Texte cité |
((

Une dynamique servie par la stratégie économique et la diplomatie

Intervention de Philippe Humbert, Consultant en entreprise et analyste politique, au colloque « Où va l’Inde? » du 6 juin 2016.

Quelle est la dynamique politique actuellement en Inde ?

Après quarante-cinq ans de monopartisme (Parti du Congrès gouvernant seul), l’Inde a connu une vingtaine d’années de bipartisme, le Congrès et le B.J.P. en alternance au pouvoir.

Une nouvelle période monopartiste dominée par le B.J.P. s’ouvre-t-elle ?
Le mode de scrutin à l’anglaise, uninominal majoritaire à un tour, favorise le monopartisme en donnant une prime au parti qui domine. C’est une des clés du succès électoral du B.J.P. comme cela l’avait été pour le Congrès.

La promesse électorale du B.J.P. en 2014 tenait en deux mots : développement économique et gouvernance (lutte anti-corruption et capacité de prendre des décisions).

Sur le plan du développement économique, il obtient de bons résultats. Toutefois l’Inde pourrait – devrait – faire plus que 7,5 % de croissance.

En matière de gouvernance, la grande corruption a été combattue. En tout cas, on en parle moins par rapport aux scandales qui avaient terni le dernier mandat du Congrès.

Le B.J.P. rencontre toutefois des obstacles : s’il contrôle la Chambre basse, il n’a pas la majorité au Sénat car il n’a pas gagné suffisamment d’élections d’États pour modifier le rapport des forces. C’est un frein pour la mise en œuvre de réformes, en particulier la réforme sur l’acquisition des terres et surtout la Good & Service Tax (GST), sorte de TVA. En effet l’Inde n’est pas encore un marché unique en matière de taxes indirectes.

Une forte dynamique est enclenchée, servie par le mode de scrutin et par un politicien extrêmement habile. Le Congrès est très affaibli. Les partis régionaux ne sont pas aptes à former des coalitions à l’échelle nationale. Va-t-on pour autant vers une période longue de domination du B.J.P. ?

Quelle est la stratégie économique de Narendra Modi ?

))

(Éléments enregistrés d'une collection)

((

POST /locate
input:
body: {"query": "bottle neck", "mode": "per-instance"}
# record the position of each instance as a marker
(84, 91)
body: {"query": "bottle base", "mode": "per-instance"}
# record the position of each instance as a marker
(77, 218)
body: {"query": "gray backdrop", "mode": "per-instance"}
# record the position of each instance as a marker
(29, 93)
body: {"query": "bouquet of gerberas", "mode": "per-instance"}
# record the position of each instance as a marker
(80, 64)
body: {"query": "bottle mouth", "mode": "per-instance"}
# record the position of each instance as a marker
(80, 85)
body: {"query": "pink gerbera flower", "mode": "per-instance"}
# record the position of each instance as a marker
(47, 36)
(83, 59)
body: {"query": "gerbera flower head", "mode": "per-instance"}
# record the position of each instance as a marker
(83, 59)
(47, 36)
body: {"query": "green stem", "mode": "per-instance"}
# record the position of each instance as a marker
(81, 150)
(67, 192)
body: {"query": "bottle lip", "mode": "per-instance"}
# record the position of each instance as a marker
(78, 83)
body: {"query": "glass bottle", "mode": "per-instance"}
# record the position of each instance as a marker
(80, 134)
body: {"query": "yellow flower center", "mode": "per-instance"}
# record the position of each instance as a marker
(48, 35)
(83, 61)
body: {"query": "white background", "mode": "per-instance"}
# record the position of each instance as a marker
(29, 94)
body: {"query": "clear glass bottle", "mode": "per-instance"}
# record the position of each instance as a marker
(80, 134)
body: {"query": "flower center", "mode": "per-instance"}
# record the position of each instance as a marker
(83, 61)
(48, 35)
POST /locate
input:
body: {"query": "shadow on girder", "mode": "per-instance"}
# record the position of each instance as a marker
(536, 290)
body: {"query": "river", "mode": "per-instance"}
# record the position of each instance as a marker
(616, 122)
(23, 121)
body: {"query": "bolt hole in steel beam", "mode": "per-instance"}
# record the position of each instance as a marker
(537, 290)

))

Consignes |
1. Recopiez le passage du texte sur l'Inde depuis « Intervention de Philippe » jusqu'à « prendre des décisions). » inclus.
2. D'après le texte sur l'Inde, pendant combien d'années environ le pays a-t-il connu le bipartisme ?
3. Comment traduire en anglais cette phrase du texte sur l'Inde : « Les partis régionaux ne sont pas aptes à former des coalitions à l'échelle nationale. » ?

Réponses par consigne |
1.
Intervention de Philippe Humbert, Consultant en entreprise et analyste politique, au colloque « Où va l’Inde? » du 6 juin 2016.

Quelle est la dynamique politique actuellement en Inde ?

Après quarante-cinq ans de monopartisme (Parti du Congrès gouvernant seul), l’Inde a connu une vingtaine d’années de bipartisme, le Congrès et le B.J.P. en alternance au pouvoir.

Une nouvelle période monopartiste dominée par le B.J.P. s’ouvre-t-elle ?
Le mode de scrutin à l’anglaise, uninominal majoritaire à un tour, favorise le monopartisme en donnant une prime au parti qui domine. C’est une des clés du succès électoral du B.J.P. comme cela l’avait été pour le Congrès.

La promesse électorale du B.J.P. en 2014 tenait en deux mots : développement économique et gouvernance (lutte anti-corruption et capacité de prendre des décisions).

2. Une vingtaine d'années.

3. Regional parties are not able to form coalitions at the national level.